§ **Excerpt**:
□ □ □ □ □ □ □

Crockett’s style is hard to miss. Her firebrand takedowns of Donald Trump and GOP leaders regularly ping across social media, stoking both cheers and groans. Early polling out of Texas Southern University puts her ahead of state Rep. James Talarico by a decent eight points among likely Democratic voters, which, in Texas, counts as momentum. But every surge seems to trigger a new round of hand-wringing. Some old-school party strategists are already on edge. “You make it about the voters, not yourself,” James Carville jabbed on a recent podcast, sounding only half amused. “She’s breaking that rule.” Whether Carville’s warning amounts to sage wisdom or just nostalgia for a bygone political era, the party isn’t speaking with one voice about Crockett’s approach.

□ □ □ □ □ □ □

§ **Material**:

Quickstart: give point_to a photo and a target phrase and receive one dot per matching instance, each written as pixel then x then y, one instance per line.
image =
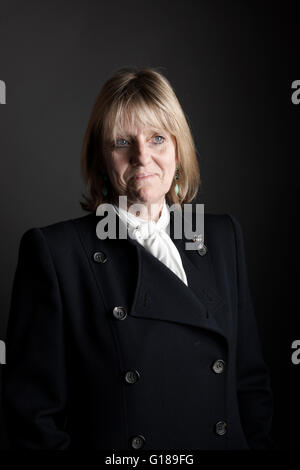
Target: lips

□ □ □ □ □ □ □

Pick up the passage about Crockett's campaign and carry it forward from its final sentence.

§ **Result below**:
That split is more than theoretical. At one campaign event in Houston, a Democratic pollster quietly confided his real fear: “There’s a chance folks who’d have just skipped past Paxton’s name on the ballot might actually back him now—just as a reaction to Jasmine.” In swing districts, that kind of scenario isn’t idle speculation; it can tilt the scales for close House races, maybe even shift the balance of power in Congress.

Of course, to Crockett’s defenders, that’s nothing but overcaution masquerading as wisdom. “Why pretend we’ve cracked the code? We haven’t won statewide in decades,” says strategist Joel Montfort, half-exasperated, half-inspired. “Maybe bold is exactly what we need.” Her fans point to those packed, noisy events cropping up in places Texas Democrats rarely had reason to campaign. There’s talk of new donors, digital-savvy organizers, and a base—particularly among young progressives—finally fired up.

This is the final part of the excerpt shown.